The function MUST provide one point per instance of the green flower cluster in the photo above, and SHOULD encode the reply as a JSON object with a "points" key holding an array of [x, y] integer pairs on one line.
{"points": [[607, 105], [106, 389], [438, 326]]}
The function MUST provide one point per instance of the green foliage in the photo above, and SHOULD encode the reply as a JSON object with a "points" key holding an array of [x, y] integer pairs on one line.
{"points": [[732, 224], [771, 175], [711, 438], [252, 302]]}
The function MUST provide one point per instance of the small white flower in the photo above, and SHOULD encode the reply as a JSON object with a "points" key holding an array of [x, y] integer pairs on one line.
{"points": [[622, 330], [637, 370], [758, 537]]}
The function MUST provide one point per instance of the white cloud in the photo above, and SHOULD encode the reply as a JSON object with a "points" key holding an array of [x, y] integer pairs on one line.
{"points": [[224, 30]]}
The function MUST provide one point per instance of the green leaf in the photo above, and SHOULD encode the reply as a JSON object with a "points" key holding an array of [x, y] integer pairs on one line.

────────────────────

== Aim of the task ==
Once you have read the listing above, set it down again without alteration.

== Exercise solution ==
The function MUST provide one point per instance of the green flower cluster in the photo above, and SHOULD encode the reply as a JSON object with a "points" key holding an array of [x, y] integer pairs on one line.
{"points": [[607, 105], [106, 389], [438, 326]]}
The function MUST provide one point per instance of the green foliage in the photo above, and SHOULD encode the reply as a JSON object with a "points" key holding an array of [x, y] integer pairs on one line.
{"points": [[732, 224], [771, 175], [711, 438], [252, 302]]}
The function MUST provide one point per instance of the small white flower in the photo above, and SHOULD encode the reply as a JSON object with a "points" key holding an array of [x, y] integer pairs on one line.
{"points": [[622, 330], [637, 370], [758, 537]]}
The function MUST provide one point per instance of the white cloud in the photo above, and SHOULD encode the reply as a JSON object with a "points" key holding an array of [x, y] integer pairs on one line.
{"points": [[224, 30]]}
The function MUST provide one point per instance of the green leaf in the photo above, and SHOULD encode the reply as a JSON object with a "points" key holding an array of [x, y] integer pairs on one line.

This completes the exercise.